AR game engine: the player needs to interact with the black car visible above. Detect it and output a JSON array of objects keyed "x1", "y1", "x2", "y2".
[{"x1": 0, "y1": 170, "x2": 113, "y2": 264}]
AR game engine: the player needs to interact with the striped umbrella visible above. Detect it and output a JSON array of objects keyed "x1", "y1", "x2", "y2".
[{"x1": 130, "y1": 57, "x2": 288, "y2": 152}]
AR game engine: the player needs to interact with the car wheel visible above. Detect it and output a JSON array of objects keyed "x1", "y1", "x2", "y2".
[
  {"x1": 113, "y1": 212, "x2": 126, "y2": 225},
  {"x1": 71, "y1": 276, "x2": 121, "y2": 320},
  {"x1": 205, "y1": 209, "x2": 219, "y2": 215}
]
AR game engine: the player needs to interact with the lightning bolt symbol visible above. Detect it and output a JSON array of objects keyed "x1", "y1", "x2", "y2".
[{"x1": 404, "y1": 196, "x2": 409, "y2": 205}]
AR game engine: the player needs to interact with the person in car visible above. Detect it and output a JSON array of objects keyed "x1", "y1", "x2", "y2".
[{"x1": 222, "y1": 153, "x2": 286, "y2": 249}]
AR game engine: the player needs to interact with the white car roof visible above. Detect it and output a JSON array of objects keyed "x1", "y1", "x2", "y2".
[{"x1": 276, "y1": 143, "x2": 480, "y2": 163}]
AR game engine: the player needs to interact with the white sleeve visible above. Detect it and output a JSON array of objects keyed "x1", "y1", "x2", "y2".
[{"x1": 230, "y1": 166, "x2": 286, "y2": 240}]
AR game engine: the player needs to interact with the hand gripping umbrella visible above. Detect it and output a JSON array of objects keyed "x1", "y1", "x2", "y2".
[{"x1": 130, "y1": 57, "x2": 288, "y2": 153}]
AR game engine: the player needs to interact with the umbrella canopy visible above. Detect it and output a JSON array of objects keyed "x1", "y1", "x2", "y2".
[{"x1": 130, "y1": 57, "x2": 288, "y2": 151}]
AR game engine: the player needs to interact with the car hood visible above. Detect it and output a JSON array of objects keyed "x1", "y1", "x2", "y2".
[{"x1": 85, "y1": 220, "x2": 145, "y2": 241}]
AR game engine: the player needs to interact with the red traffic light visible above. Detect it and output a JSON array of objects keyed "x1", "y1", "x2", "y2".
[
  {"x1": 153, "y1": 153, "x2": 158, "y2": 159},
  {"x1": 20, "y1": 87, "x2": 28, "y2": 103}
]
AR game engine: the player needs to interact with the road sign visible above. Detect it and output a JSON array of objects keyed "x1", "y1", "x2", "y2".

* * * * * * * * *

# Task details
Reproduce each of the records word for word.

# Solved exercise
AR game engine: the player needs to interact with the black car visible above. Detect it and output a JSON array of objects keyed "x1", "y1", "x2", "y2".
[{"x1": 0, "y1": 170, "x2": 113, "y2": 264}]
AR game engine: the player needs to interact with the striped umbrella visible above. Detect it and output a JSON array of objects keyed "x1", "y1", "x2", "y2".
[{"x1": 130, "y1": 57, "x2": 288, "y2": 152}]
AR game engine: the player needs to interact with the car wheel visible above. Detect it and output a JSON array of objects keyed "x1", "y1", "x2", "y2".
[
  {"x1": 113, "y1": 212, "x2": 126, "y2": 225},
  {"x1": 71, "y1": 276, "x2": 121, "y2": 320},
  {"x1": 205, "y1": 209, "x2": 219, "y2": 215}
]
AR game engine: the player needs to interact with the lightning bolt symbol visible above. Detect it and output a JSON array of objects keyed "x1", "y1", "x2", "y2".
[{"x1": 404, "y1": 196, "x2": 409, "y2": 205}]
AR game engine: the player needs to interact with the person in car visible above. Detect it and output a JSON array of objects keyed "x1", "y1", "x2", "y2".
[{"x1": 222, "y1": 153, "x2": 286, "y2": 249}]
AR game engine: the player needs to interact with the white car roof visible above. Detect it and output a JSON array of objects keyed "x1", "y1", "x2", "y2".
[{"x1": 276, "y1": 143, "x2": 480, "y2": 163}]
AR game engine: the player needs to interact with the white sleeve visible above. Detect it and output a JSON array of objects keyed "x1", "y1", "x2", "y2".
[{"x1": 230, "y1": 166, "x2": 286, "y2": 240}]
AR game engine: the player needs to interact with the hand gripping umbrella visible above. Detect it and output a JSON array of objects keyed "x1", "y1", "x2", "y2".
[{"x1": 130, "y1": 57, "x2": 288, "y2": 153}]
AR game engine: the player needs to interact with the umbrella canopy visible above. Detect it and output a JSON array of objects keyed "x1", "y1", "x2", "y2".
[{"x1": 130, "y1": 57, "x2": 288, "y2": 151}]
AR game engine: the player needs to interact with the car hood visible above. Detect it and output a JSON array of objects keyed "x1", "y1", "x2", "y2".
[{"x1": 85, "y1": 220, "x2": 145, "y2": 241}]
AR game engine: the player needs to interact with the red traffic light visible above. Detect it and output a JSON array of objects keyed "x1", "y1", "x2", "y2".
[
  {"x1": 153, "y1": 153, "x2": 158, "y2": 159},
  {"x1": 20, "y1": 87, "x2": 28, "y2": 103}
]
AR game engine: the player needs to interact with the road sign visible above. Detect it and output a JSON array of objects keyed "x1", "y1", "x2", "y2".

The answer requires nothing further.